#### PROVIDED INFORMATION:
*****

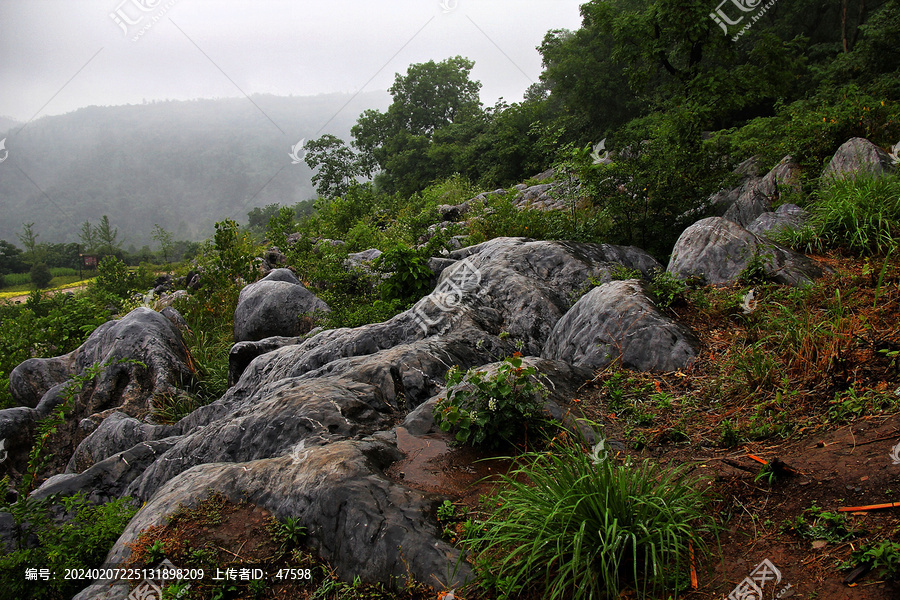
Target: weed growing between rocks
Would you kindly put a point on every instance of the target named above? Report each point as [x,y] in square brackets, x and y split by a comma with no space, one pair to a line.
[491,410]
[859,215]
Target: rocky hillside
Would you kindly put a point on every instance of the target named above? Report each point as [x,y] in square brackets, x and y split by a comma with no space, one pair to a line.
[317,422]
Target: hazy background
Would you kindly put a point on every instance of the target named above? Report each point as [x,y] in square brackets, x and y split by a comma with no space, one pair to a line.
[225,48]
[281,71]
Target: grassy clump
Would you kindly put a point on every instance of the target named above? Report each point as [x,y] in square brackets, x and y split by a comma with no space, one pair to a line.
[584,526]
[859,215]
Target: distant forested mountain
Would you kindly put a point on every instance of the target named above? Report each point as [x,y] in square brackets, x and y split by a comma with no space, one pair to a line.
[181,164]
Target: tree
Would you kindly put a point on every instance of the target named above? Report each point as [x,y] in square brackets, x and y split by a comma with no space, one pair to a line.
[165,241]
[106,237]
[88,237]
[338,166]
[429,97]
[11,259]
[29,239]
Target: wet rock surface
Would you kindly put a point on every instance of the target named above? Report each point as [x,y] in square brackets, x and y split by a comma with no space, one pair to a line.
[273,306]
[718,251]
[618,322]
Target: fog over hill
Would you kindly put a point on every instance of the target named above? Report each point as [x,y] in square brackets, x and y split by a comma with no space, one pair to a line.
[181,164]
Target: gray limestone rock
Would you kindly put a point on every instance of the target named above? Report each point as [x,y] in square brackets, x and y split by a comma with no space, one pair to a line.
[273,306]
[717,251]
[617,321]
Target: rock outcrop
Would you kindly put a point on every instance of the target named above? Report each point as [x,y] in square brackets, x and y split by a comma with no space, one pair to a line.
[618,322]
[717,251]
[144,357]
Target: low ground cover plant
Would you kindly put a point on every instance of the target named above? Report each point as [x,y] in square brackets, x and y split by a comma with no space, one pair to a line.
[490,410]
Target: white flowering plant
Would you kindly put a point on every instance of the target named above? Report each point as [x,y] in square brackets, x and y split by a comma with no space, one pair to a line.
[486,410]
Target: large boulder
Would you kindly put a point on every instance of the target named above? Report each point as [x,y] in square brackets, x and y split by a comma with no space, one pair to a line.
[143,357]
[754,195]
[718,251]
[618,322]
[306,430]
[785,217]
[273,306]
[859,155]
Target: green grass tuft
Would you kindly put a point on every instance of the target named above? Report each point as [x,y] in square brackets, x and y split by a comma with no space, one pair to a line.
[588,527]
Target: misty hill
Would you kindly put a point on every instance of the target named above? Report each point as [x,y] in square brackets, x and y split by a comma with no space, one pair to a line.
[181,164]
[7,123]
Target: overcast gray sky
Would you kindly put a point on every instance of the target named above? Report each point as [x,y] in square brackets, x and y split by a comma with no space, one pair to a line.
[60,55]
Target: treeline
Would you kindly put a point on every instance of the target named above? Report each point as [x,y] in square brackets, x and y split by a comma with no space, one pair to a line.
[180,164]
[692,92]
[39,260]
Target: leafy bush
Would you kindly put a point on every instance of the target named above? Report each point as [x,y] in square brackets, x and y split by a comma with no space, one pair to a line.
[860,215]
[582,526]
[811,130]
[661,174]
[44,326]
[410,276]
[489,410]
[666,288]
[116,283]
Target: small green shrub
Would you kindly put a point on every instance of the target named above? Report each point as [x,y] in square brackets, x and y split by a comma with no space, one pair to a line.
[883,558]
[667,289]
[582,526]
[410,277]
[818,524]
[487,410]
[40,276]
[81,541]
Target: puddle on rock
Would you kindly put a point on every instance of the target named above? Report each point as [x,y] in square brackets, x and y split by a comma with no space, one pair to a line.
[431,464]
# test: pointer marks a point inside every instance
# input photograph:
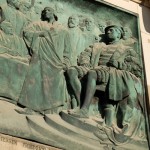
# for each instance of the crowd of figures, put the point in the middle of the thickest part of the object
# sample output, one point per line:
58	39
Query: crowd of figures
68	66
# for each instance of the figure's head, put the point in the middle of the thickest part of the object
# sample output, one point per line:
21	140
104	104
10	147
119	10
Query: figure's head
73	21
25	7
102	26
7	28
14	3
48	14
89	24
59	7
113	33
127	33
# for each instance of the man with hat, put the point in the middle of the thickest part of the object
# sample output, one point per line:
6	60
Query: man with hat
50	48
109	70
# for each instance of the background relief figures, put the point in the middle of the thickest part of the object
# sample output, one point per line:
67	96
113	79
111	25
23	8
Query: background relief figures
74	71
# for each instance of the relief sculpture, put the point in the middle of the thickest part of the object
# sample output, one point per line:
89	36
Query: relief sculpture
72	75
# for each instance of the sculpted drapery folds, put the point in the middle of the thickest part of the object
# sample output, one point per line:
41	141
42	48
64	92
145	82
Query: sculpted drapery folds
81	77
116	68
50	46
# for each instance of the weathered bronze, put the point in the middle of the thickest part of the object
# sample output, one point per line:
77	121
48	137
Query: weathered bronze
72	75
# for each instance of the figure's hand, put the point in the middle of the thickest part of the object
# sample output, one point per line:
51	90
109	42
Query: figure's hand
87	65
43	33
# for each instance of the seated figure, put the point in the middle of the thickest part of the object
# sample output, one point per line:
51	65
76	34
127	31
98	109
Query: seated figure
113	66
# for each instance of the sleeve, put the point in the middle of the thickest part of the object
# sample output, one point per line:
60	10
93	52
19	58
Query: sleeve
67	50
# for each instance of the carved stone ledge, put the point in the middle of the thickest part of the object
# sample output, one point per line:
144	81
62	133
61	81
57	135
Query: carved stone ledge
143	2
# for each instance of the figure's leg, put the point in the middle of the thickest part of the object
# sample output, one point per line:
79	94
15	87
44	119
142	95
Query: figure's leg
74	81
90	89
109	114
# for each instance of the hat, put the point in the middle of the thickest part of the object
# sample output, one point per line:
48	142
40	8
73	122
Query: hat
115	26
52	10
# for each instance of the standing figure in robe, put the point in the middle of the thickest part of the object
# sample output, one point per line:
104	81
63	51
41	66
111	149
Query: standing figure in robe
45	87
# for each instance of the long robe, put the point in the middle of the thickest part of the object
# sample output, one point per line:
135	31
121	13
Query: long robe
45	87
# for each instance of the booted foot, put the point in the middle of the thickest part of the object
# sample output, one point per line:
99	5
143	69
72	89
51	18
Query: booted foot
73	110
27	111
80	113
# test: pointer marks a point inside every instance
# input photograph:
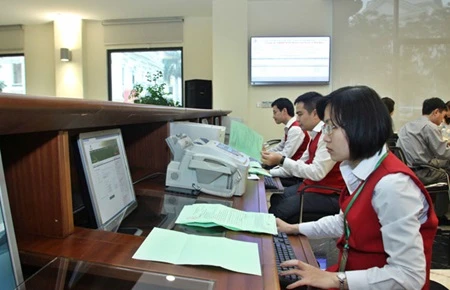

*****

#### WHAT THE TASK REQUIRES:
Where a line in the listing above includes the string "gray", copy that line.

#### SOLVED EXERCISE:
Target: gray limestone rock
Target: overcast gray sky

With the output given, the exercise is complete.